** Opening Records for processing block **

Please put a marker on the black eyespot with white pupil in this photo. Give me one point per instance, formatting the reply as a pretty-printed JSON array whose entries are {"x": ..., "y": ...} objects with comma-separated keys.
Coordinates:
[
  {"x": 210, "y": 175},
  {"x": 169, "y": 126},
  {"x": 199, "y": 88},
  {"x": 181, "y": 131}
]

** Closing Records for processing block **

* **Your instructions**: Having read the entries above, repeat them exactly.

* **Exercise response**:
Please put a marker on the black eyespot with white pupil in this photo. Give me one point per instance, formatting the reply as a pretty-printed JSON array whose entries are {"x": ..., "y": ...} objects with comma-separated keys.
Coordinates:
[
  {"x": 210, "y": 175},
  {"x": 169, "y": 126},
  {"x": 199, "y": 88},
  {"x": 181, "y": 131}
]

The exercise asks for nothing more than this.